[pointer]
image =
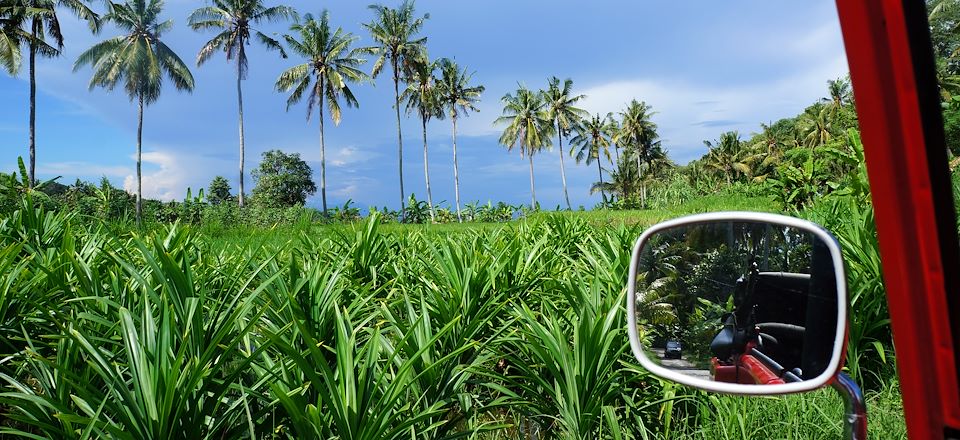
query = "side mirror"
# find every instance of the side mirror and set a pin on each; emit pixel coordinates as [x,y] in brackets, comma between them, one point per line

....

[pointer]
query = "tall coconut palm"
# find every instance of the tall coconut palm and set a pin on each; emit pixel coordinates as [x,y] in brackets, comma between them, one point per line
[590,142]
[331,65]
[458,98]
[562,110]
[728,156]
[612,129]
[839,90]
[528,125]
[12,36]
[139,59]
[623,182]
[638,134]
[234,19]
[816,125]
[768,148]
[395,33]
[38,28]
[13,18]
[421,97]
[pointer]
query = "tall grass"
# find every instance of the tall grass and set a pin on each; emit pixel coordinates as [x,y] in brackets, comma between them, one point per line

....

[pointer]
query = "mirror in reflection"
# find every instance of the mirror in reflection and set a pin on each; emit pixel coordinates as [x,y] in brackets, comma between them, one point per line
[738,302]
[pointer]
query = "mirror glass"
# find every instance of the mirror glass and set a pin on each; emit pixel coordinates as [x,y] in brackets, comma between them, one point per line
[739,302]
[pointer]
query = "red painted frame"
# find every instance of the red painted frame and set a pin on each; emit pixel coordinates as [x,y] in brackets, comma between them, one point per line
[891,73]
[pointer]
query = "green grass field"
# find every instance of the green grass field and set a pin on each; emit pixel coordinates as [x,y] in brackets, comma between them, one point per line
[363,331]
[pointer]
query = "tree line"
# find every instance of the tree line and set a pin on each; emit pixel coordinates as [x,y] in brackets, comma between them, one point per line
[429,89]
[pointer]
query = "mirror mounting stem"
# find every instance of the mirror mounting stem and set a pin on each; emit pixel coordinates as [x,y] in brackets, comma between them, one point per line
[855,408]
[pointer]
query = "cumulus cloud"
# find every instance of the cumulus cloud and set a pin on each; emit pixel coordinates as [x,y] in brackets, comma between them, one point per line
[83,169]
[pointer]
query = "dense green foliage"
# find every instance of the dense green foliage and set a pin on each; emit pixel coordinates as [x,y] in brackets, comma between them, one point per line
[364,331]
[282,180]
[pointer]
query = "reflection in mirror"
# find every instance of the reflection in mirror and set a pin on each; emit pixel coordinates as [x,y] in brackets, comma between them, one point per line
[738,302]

....

Exercise aim >> Sift the material for lines with the string "query". Copy each one found.

Your solution >>
query = "side mirror"
query = "tall coconut palm"
query = "tall grass"
query = "mirror in reflection"
query = "mirror glass"
query = "red painted frame"
query = "green grass field"
query = "tree line"
query = "mirror mounting stem"
query = "cumulus cloud"
query = "dense green foliage"
query = "reflection in mirror"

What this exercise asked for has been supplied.